• 出典の抜粋

----------------

早速、「コロンブスの塔」辺りから歩いた。まず、14世紀の王立造船所を改造してつくられた海洋博物館の規模と展示の質の高さに舌を巻いた。バルセロナは海に開かれた街であったのだと今更のように思う。モンジュイックの丘から海を望むとコンテナヤードが延々と広がっている。ウォーター・フロントは、濃密な中世のゴシック・クオーター、また、セルダが計画した整然としたグリッドの新市街とはまた別のバルセロナの顔だ。

バルセロネータを地図で見ると、平行に建物が並んで、まさにコンテナヤード、あるいは貨物車の引込線のようだ。記事(無署名)によるとバルセロネータは市壁外に出来た最初の街区だという。一四七七年に始まる港の建設とともに宅地が築かれてきたが、スペイン継承戦争の際の都市陥落に伴い、フェリペⅤ世によって中心街から移住させられた人々が住みついたのが地区の始まりである。一八世紀前半、一五列の住居列を直行する三本の通りが分割する、味気ない地区設計に当たったのは軍事技師フアン・マーチン・セルメーニョと建築家フランシスコ・パレデスである。

最初の一家族用住居は八.四メートル四方の敷地に二階建てであった。現在もいくつか残っているというが確認はできなかった。しかし、人口増加に伴い、敷地は二分割され、さらに二分割された。それぞれ半分住宅(カサ・デ・メディオ)、四分の一住宅(クアルト・デ・カサ)と呼ばれた。一八三八年に高さ制限が取り払われ、五階建てまで可能となる。かくして建詰まった地区は極く最近まで通風や日照など居住環境の悪化に悩んできたのであった。

二世紀以上の歴史を持つこのバルセロネータは大きくその姿を変えつつあった。かつては漁業や手工業が中心の地区であったというけれど、マリーン・スポーツやレクレーションのための施設が増えつつある。また、今のところパセイグ・ホアン・デ・ボルボとパセイグ・マリティンの二つのプロムナードが中心であるが、シーフード・レストランが数多く建並び多くのツーリストを引きつけている。尤も、変貌は海岸線沿いの一皮のみで、地区の居住環境改善の課題は残されている。しかし、海との関係をツーリズムとリンクさせて確実に回復展開させるプログラムがバルセロネータにはあった。

 

2002812

バルセロナ。小野寺さんからメール。8月号がようやく目途が立ったとのことまずは一安心である。しかし、いささか心外な別件のメール転送。送信者は“夢-幻想”とおっしゃる。

別件。下記のメールが届きました。商売しているわけではないので、そこまで言われる筋合いはないと思いますが、お伝えだけしておきます。
「先日の全国大会のPDのようにいろいろな論争がある中……」の論争内容は、私には分かりません。


----- Original Message -----
送信者 : "夢-幻想"

----------------

• 項目の抜粋
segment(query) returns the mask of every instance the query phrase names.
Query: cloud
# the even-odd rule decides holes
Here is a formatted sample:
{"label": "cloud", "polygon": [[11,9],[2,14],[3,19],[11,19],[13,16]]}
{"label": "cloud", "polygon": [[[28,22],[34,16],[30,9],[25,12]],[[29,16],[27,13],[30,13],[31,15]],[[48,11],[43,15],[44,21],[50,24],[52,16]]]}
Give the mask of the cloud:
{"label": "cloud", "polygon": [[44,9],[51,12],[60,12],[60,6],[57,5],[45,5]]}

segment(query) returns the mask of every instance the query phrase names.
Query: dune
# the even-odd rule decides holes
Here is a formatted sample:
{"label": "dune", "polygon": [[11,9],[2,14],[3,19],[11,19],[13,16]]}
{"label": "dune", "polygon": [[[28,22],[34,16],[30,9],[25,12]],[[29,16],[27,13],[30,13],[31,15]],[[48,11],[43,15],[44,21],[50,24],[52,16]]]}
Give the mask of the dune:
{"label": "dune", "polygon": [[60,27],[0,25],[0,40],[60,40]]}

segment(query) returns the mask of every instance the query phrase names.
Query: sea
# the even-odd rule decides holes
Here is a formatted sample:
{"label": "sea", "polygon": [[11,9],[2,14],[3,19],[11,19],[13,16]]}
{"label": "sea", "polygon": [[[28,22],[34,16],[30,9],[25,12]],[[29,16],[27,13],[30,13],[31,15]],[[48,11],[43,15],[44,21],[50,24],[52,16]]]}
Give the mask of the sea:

----------------

• やること
1. バルセロナについての文章をもとに、次の問いに答えよ。
(a) 海洋博物館は何を改造してつくられたか。
(b) バルセロネータの最初の一家族用住居の敷地はどれだけの広さだったか。
(c) 高さ制限が取り払われたのは何年か。
2. バルセロナについての文章のうち、「最初の一家族用住居は八.四メ」から下へ「内容は、私には分かりません。」までのすべてを、一字も変えずに書き写せ。
3. バルセロナについての文章が止まったところから、その先を書き継げ。
項目はバルセロナについての文章とは関係がない。

• 解答
1.
(a) 14世紀の王立造船所
(b) 八.四メートル四方
(c) 一八三八年

2.
最初の一家族用住居は八.四メートル四方の敷地に二階建てであった。現在もいくつか残っているというが確認はできなかった。しかし、人口増加に伴い、敷地は二分割され、さらに二分割された。それぞれ半分住宅(カサ・デ・メディオ)、四分の一住宅(クアルト・デ・カサ)と呼ばれた。一八三八年に高さ制限が取り払われ、五階建てまで可能となる。かくして建詰まった地区は極く最近まで通風や日照など居住環境の悪化に悩んできたのであった。

二世紀以上の歴史を持つこのバルセロネータは大きくその姿を変えつつあった。かつては漁業や手工業が中心の地区であったというけれど、マリーン・スポーツやレクレーションのための施設が増えつつある。また、今のところパセイグ・ホアン・デ・ボルボとパセイグ・マリティンの二つのプロムナードが中心であるが、シーフード・レストランが数多く建並び多くのツーリストを引きつけている。尤も、変貌は海岸線沿いの一皮のみで、地区の居住環境改善の課題は残されている。しかし、海との関係をツーリズムとリンクさせて確実に回復展開させるプログラムがバルセロネータにはあった。

 

2002812

バルセロナ。小野寺さんからメール。8月号がようやく目途が立ったとのことまずは一安心である。しかし、いささか心外な別件のメール転送。送信者は“夢-幻想”とおっしゃる。

別件。下記のメールが届きました。商売しているわけではないので、そこまで言われる筋合いはないと思いますが、お伝えだけしておきます。
「先日の全国大会のPDのようにいろいろな論争がある中……」の論争内容は、私には分かりません。

3.
宛先 : <info@aij.or.jp>
送信日時 : 2002 8 12 月曜日 午前 11:46
件名 : 編集長日誌に関して
>
いつも貴会のHPを利用させていただいております。
>
時間があれば,編集長日誌を読ませていただき,ご苦労ぶりを心密かに楽しんでおりますが, 今回ばかりは納得できません。
>
京都げのむ第2 号ついに発刊!!! 定価 800 円(創刊号より2 割値下げ)
>
に続く記事です。
>
おそらくこの編集長日誌は,編集委員長が何を書いても良いことになっているのでしょうが,
>
営利を目的にしていないとはいえ,一部の人の利益につながる大宣伝です。
>
これだけは,どうしても納得できません。
>
学会には,いろいろな方がおられますが,基本姿勢は,個人や特定の団体の営利につながることは避ける,という点では一致していると思っていました。
>
どんなに自由が認められていても,やはり限度があるのではないでしょうか。
>
編集長日誌にファンとして,とても悲しく思いました。>
>
先日の全国大会のPDのようにいろいろな論争がある中,これをやってしまっては, 「やはり意匠・デザイン系の人の利益につながる雑誌編集の姿勢であったのか」
>
と,今まで弁護側にいた私でさえ考えさせられました。>
>
このHPに対して責任のある方の,迅速なる対応を願います。

 

編集長としてここでお答えしたい。

京都CDLが営利団体かどうか、この編集長日誌を当初からお読みになって判断していただければと思います。この運動については、編集長日誌の冒頭から折りに触れて書いてきております。ファンとして読んできていただいたのであれば、理解していただけると確信します。また、『京都げのむ』については是非手にとって読んだ上で御批評いただきたいと思います。住所氏名をお知らせいただければ無料で送付させて頂きます。

京都の景観問題については特別研究委員会が報告書をまとめ、パンフがつくられています。7月号にその内容は掲載いたしました。京都CDLは、その方針に従った活動であると考えております。

「全国大会のPDのようにいろいろな論争」とは何か、ご説明下さい。「やはり意匠・デザイン系の人の利益につながる雑誌編集の姿勢であったのか」とおっしゃる意味が理解できません。「デザイン系の人の利益」とは何かさらに説明下さい。                             布野修司

 

2002814

マドリード。8月号がぎりぎりまで悪戦苦闘である。用語解説を書きすぎて削らないといけない。山根先生が最後まで大奮闘である。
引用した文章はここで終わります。